WHAT TO DO: In the excerpt about nature versus nurture, which composer does Shenk use to support Nietzsche's position?
┌─ EXCERPT
In other parts of the book Shenk proposes the words of philosophers. He cites Rousseau, who claimed art was a gift, something one possessed or not, and countered it with Nietzsche, who claimed art was hard work, the artist an endless sifter, editor, and polisher of his work. For myself, using Nietzsche to oppose Rousseau is rather like using gonorrhea to oppose syphilis. But Shenk cites the pair, and uses the case of Beethoven, who endlessly restruck and revised his music, to bolster Nietzsche's position, and leaves Rousseau unsupported, not even citing the obvious case of Mozart, who wrote many of his pieces in one draft, straight from his head.
But Mozarts and Beethovens are few and far between, more's the pity, and even Nietzsches and Rousseaus are rather rare, thank the Lord. If hard work is enough to turn anyone into a genius, an artist, or a whatever, where are they?
Shenk proposes that there is a latent talent abundance, which we have not yet learned to tap, though we are making some headway. Take, for example, the case of violinists. Student violinists play regularly and well pieces the nineteenth century thought to be unplayable. The simplest explanation: violinists have learned techniques their predecessors knew not, and therefore regularly achieve what they only dreamed of. If we could only learn the techniques to unlock other potentials, all would be wonderful.
Or perhaps not. People being highly skilled does not necessarily mean that they are nice people. In fact, I have found it often makes them the opposite. Is having a bunch of arrogant geniuses walking around such a worthy goal? But let's turn from that now, and back to the question with which I began, nature vs nurture.
Largely I find it is successful people who promote the nurture, particularly self-nurture, debate- I got here through my own hard work- and failures who propose the nature side- I could have been great if only I had been born with more (fill in the blank). Both sides tend to comfort the speaker, and put themselves in the better light. Success is something I earned, failure is not my fault.
To say that training, and hard work, can help us achieve our full potential is something I can fully support, but notice the use of the word 'potential'. It seems to me that while anyone may achieve these things, not everyone can, regardless of how much hard work one puts in. My position on the nature vs nurture debate is therefore both, and neither. I regard nature as a glass, or a vase, of some size and shape. Nurture is what is poured into that glass, whether it is water, or fruit juice, or wine, or poison. The liquid will conform to the shape of the glass, The glass may be small, or it may be huge, almost oceanic. The glass may be full, or empty, or somewhere in between, but there are limits on what it can hold. A man with a small glass may be holding more than a man with a titanic one. That is nurture. That is work. That is practice. The drive to achieve is to fill that glass as high as possible, perhaps even in defiance of perceived limits.
└─
┌─ RECORD SET
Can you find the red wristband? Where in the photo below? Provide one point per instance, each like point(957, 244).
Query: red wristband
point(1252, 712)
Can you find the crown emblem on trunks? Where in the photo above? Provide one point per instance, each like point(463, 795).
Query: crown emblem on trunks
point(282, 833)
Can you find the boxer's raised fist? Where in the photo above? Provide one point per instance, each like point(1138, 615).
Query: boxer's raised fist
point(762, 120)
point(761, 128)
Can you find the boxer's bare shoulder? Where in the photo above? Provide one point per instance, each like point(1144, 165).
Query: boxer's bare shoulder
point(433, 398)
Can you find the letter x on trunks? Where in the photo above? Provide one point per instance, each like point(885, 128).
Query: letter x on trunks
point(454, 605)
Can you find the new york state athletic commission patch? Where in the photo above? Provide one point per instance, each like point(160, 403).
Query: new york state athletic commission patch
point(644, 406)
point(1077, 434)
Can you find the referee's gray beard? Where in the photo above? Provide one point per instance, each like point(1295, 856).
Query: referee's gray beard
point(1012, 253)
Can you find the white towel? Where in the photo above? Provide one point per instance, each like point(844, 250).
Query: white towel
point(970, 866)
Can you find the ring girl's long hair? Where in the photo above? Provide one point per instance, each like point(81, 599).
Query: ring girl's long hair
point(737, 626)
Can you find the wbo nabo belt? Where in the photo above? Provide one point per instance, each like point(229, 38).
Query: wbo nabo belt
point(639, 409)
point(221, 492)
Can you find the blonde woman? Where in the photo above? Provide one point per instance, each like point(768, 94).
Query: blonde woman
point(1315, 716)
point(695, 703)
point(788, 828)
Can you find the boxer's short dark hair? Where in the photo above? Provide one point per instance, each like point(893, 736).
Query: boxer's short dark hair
└─
RESPONSE BELOW: Beethoven